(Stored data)
** Begin **

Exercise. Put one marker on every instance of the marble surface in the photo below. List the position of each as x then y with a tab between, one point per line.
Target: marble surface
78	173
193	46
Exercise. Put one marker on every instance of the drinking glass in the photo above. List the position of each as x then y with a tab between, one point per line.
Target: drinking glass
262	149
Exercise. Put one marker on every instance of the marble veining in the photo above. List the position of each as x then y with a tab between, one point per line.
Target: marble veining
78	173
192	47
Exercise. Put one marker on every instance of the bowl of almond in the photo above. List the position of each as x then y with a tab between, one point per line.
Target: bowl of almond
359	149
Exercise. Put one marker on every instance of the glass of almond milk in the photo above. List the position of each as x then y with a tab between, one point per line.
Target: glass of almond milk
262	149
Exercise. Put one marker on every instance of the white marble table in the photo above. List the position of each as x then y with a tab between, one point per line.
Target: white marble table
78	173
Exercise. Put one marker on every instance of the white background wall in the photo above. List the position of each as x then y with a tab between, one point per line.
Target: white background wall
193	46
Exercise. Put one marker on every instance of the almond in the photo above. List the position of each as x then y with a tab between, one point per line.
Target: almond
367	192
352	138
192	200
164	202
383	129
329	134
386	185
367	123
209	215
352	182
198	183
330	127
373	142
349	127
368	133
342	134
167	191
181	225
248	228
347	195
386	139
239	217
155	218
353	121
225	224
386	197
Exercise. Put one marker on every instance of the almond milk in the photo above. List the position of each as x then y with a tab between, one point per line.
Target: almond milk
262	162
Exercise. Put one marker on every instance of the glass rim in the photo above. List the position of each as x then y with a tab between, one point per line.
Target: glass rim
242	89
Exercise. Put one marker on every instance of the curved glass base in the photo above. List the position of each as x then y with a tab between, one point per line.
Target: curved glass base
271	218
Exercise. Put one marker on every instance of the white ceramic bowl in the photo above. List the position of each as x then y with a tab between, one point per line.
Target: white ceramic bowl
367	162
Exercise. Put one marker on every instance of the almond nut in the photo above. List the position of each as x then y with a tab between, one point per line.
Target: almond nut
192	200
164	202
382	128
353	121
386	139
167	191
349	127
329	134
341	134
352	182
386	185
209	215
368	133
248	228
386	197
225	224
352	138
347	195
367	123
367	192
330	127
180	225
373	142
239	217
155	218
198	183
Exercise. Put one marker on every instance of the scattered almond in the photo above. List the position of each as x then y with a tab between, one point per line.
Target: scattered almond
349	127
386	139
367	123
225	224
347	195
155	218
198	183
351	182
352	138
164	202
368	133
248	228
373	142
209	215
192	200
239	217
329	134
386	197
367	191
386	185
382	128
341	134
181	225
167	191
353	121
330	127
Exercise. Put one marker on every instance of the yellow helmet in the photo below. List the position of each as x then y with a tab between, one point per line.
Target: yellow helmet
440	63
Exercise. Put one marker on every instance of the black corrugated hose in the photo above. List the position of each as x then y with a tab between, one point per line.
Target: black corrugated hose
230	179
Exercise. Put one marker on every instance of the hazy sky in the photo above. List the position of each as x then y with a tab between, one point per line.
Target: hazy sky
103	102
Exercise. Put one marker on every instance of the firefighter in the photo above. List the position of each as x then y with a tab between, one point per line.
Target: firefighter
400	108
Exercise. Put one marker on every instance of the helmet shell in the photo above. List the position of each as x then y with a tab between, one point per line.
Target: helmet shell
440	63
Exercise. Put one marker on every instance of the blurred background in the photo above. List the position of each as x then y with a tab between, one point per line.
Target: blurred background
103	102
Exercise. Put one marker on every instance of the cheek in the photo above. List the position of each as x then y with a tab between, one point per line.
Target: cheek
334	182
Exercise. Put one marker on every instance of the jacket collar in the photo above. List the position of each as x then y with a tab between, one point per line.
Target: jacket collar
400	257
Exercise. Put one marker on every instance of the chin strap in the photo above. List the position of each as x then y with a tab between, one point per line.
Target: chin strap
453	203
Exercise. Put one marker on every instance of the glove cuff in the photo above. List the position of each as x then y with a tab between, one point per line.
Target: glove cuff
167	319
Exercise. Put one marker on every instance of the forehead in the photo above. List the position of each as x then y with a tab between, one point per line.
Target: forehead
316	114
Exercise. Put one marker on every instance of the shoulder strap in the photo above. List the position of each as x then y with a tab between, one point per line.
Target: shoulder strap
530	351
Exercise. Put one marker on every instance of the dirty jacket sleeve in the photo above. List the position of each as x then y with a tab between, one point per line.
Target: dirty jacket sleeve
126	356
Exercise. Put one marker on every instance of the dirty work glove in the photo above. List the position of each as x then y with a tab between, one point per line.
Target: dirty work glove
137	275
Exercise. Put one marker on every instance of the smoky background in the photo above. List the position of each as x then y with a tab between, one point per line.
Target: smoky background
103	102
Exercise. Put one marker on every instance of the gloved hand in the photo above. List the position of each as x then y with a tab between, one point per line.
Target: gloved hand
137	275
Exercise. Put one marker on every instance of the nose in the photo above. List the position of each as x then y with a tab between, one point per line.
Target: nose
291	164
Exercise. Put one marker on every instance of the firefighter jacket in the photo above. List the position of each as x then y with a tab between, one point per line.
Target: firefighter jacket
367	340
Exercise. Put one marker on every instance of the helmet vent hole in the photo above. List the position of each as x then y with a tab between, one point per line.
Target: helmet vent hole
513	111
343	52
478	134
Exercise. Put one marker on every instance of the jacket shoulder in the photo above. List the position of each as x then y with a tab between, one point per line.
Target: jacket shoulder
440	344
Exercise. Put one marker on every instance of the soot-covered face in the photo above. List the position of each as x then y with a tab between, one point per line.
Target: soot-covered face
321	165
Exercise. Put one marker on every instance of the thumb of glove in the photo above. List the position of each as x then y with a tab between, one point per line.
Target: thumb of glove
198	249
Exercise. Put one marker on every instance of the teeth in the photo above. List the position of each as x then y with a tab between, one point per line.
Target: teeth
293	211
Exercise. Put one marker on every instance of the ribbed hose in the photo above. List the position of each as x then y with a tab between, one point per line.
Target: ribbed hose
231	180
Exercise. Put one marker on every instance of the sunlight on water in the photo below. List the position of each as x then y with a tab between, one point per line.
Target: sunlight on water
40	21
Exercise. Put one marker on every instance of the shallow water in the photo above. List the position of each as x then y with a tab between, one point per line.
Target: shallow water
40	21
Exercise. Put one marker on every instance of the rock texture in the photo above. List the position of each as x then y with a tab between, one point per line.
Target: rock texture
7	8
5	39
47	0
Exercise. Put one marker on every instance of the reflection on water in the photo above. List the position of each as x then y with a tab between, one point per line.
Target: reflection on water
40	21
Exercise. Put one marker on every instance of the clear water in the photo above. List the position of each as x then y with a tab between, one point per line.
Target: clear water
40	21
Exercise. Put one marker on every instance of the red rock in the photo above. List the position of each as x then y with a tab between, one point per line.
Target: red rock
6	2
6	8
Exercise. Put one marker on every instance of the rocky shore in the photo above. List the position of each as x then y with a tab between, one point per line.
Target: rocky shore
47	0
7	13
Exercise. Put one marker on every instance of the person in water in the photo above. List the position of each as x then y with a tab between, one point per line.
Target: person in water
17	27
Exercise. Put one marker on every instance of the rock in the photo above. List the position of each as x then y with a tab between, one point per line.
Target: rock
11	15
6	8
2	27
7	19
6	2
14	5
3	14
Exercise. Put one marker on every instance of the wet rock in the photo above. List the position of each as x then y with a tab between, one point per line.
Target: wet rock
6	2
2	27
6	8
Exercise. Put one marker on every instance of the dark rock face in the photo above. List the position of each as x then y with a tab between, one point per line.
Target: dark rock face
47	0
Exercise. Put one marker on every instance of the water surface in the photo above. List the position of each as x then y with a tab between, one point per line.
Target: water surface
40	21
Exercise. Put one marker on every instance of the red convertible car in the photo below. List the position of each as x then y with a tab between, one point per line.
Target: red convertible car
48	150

** End **

▶ Objective: Copy the data above in full, character for character.

▶ Result of this exercise:
Exercise. Put one marker on every instance of the marble surface in the photo below. List the position of each as x then y with a tab between, one point per line.
Target: marble surface
78	173
193	46
Exercise. Put one marker on every instance of the drinking glass in the photo above. List the position of each as x then y with a tab between, one point per line.
Target: drinking glass
262	149
Exercise. Put one marker on every instance of the marble veining in the photo above. List the position of each as x then y with a tab between, one point per line.
Target: marble veining
78	173
192	47
Exercise. Put one marker on every instance of the bowl of almond in the photo above. List the position of each as x then y with a tab between, one point per line.
Target: bowl of almond
359	149
Exercise. Put one marker on every instance of the glass of almond milk in the photo above. List the position of each as x then y with a tab between, one point per line.
Target: glass of almond milk
262	149
Exercise. Put one marker on every instance of the white marble table in the photo above. List the position of each as x then y with a tab between, one point per line.
Target: white marble table
78	173
Exercise. Put one marker on every instance of the white background wall in the photo above. List the position of each as x then y with a tab between, one point per line.
Target: white background wall
193	46
Exercise. Put one marker on every instance of the almond in the photo above. List the position of each as x then y with a tab between, one point per line.
Target: almond
367	192
352	138
192	200
164	202
383	129
329	134
386	185
367	123
209	215
352	182
198	183
330	127
373	142
349	127
368	133
342	134
167	191
181	225
248	228
347	195
386	139
239	217
155	218
353	121
225	224
386	197
Exercise. Put one marker on every instance of the almond milk in the photo above. List the position of each as x then y with a tab between, one point per line.
Target: almond milk
262	162
Exercise. Put one marker on every instance of the glass rim in the photo above. List the position of each as x then y with a tab between, one point per line.
Target: glass rim
242	89
Exercise. Put one marker on every instance of the curved glass base in the photo above. List the position of each as x then y with a tab between, one point per line.
Target: curved glass base
271	218
Exercise. Put one marker on every instance of the white ceramic bowl in the photo above. List the position of each as x then y with a tab between, one point per line.
Target: white ceramic bowl
367	162
Exercise. Put one marker on every instance of the almond nut in the photo above. List the position of each as x then y with a tab between, one point per line.
Target: almond nut
192	200
164	202
382	128
353	121
386	139
167	191
349	127
329	134
341	134
352	182
386	185
209	215
368	133
248	228
386	197
225	224
352	138
347	195
367	123
367	192
330	127
180	225
373	142
239	217
155	218
198	183
Exercise. Put one marker on every instance of the scattered almond in the photo above. List the position of each as x then y with a tab between, one point per line.
Target: scattered almond
349	127
386	139
367	123
225	224
347	195
155	218
198	183
351	182
352	138
164	202
368	133
248	228
373	142
209	215
192	200
239	217
329	134
386	197
367	191
386	185
382	128
341	134
181	225
167	191
353	121
330	127
Exercise. Put one marker on every instance of the yellow helmet in the photo below. List the position of each as x then y with a tab between, one point per line.
Target: yellow helmet
440	63
Exercise. Put one marker on every instance of the black corrugated hose in the photo above. List the position of each as x then y with a tab between, one point per line.
Target: black corrugated hose
230	179
Exercise. Put one marker on every instance of the hazy sky in the photo above. List the position of each as x then y with a tab between, one point per line.
Target: hazy sky
103	102
Exercise. Put one marker on every instance of the firefighter in the photo above. List the position of each as x then y with a tab between, one point per line.
Target: firefighter
400	108
Exercise. Put one marker on every instance of the helmet shell in the photo above. List the position of each as x then y with a tab between, one point per line.
Target: helmet shell
440	63
Exercise. Put one marker on every instance of the blurred background in the photo above. List the position of each as x then y with a tab between, one point per line.
Target: blurred background
103	102
Exercise. Put one marker on every instance of the cheek in the photo above. List the position of each as x then y with a tab between, one point per line.
Target: cheek
334	182
Exercise. Put one marker on every instance of the jacket collar in the photo above. List the position of each as x then y with a tab between, one point per line.
Target: jacket collar
400	257
Exercise. Put one marker on every instance of the chin strap in the photo above. List the position of each as x then y with a tab between, one point per line.
Target: chin strap
453	203
Exercise. Put one marker on every instance of the glove cuff in the photo above. List the position of each as x then y with a tab between, one point per line.
Target: glove cuff
167	319
Exercise. Put one marker on every instance of the forehead in the photo above. List the position of each as x then y with a tab between, one point per line.
Target: forehead
316	114
Exercise. Put one marker on every instance of the shoulder strap in the photo above. List the position of each as x then y with a tab between, one point per line.
Target: shoulder strap
530	351
Exercise. Put one marker on every instance of the dirty jacket sleeve in the photo above. List the position of each as x then y with a tab between, one point per line.
Target: dirty jacket sleeve
126	356
Exercise. Put one marker on every instance of the dirty work glove in the photo above. List the position of each as x then y with a tab between, one point per line.
Target: dirty work glove
137	275
Exercise. Put one marker on every instance of the smoky background in the photo above. List the position of each as x then y with a tab between, one point per line.
Target: smoky background
103	102
Exercise. Put one marker on every instance of the gloved hand in the photo above. List the position of each as x then y with a tab between, one point per line.
Target: gloved hand
137	275
Exercise. Put one marker on every instance of the nose in the photo above. List the position of each as x then y with a tab between, one point per line.
Target: nose
291	164
Exercise. Put one marker on every instance of the firefighter jacket in the photo above. List the position of each as x then y with a tab between, one point per line.
Target: firefighter jacket
367	340
Exercise. Put one marker on every instance of the helmet vent hole in the photo above. List the position of each as x then y with a tab between, one point per line.
Target: helmet vent hole
513	111
343	52
478	134
Exercise. Put one marker on every instance of the jacket shoulder in the photo above. List the position of each as x then y with a tab between, one point per line.
Target: jacket shoulder
440	344
Exercise. Put one marker on every instance of the soot-covered face in the photo above. List the position of each as x then y with a tab between, one point per line.
Target: soot-covered face
321	165
Exercise. Put one marker on every instance of the thumb of glove in the photo above. List the position of each as x then y with a tab between, one point per line.
Target: thumb of glove
198	249
Exercise. Put one marker on every instance of the teeth in the photo above. List the position of each as x then y with a tab between, one point per line.
Target: teeth
293	211
Exercise. Put one marker on every instance of the ribbed hose in the photo above. List the position of each as x then y with a tab between, one point per line.
Target: ribbed hose
231	180
Exercise. Put one marker on every instance of the sunlight on water in the photo below. List the position of each as x then y with a tab between, one point per line.
Target: sunlight on water
40	21
Exercise. Put one marker on every instance of the shallow water in the photo above. List the position of each as x then y with a tab between, one point per line.
Target: shallow water
40	21
Exercise. Put one marker on every instance of the rock texture in the photo above. List the position of each as x then y with a tab between, one point per line.
Target: rock texture
7	8
5	39
47	0
Exercise. Put one marker on every instance of the reflection on water in the photo above. List the position of each as x then y with a tab between, one point per line.
Target: reflection on water
40	21
Exercise. Put one marker on every instance of the clear water in the photo above. List the position of each as x then y with a tab between, one point per line.
Target: clear water
40	21
Exercise. Put one marker on every instance of the red rock in the photo above. List the position of each as x then y with a tab between, one point per line.
Target: red rock
6	2
6	8
Exercise. Put one marker on every instance of the rocky shore in the photo above. List the position of each as x then y with a tab between, one point per line.
Target: rocky shore
47	0
7	13
Exercise. Put one marker on every instance of the person in water in the photo above. List the position of each as x then y with a tab between, one point per line.
Target: person in water
17	27
Exercise. Put one marker on every instance of the rock in the photo above. List the position of each as x then y with a tab between, one point per line.
Target: rock
11	15
6	8
2	27
7	19
6	2
14	5
3	14
Exercise. Put one marker on every instance of the wet rock in the photo above. List the position of each as x then y with a tab between, one point per line.
Target: wet rock
6	2
2	27
6	8
Exercise. Put one marker on every instance of the dark rock face in the photo above. List the position of each as x then y with a tab between, one point per line.
Target: dark rock face
47	0
Exercise. Put one marker on every instance of the water surface in the photo above. List the position of each as x then y with a tab between, one point per line.
Target: water surface
40	21
Exercise. Put one marker on every instance of the red convertible car in the photo below. List the position of each as x then y with a tab between, one point per line.
Target: red convertible car
48	150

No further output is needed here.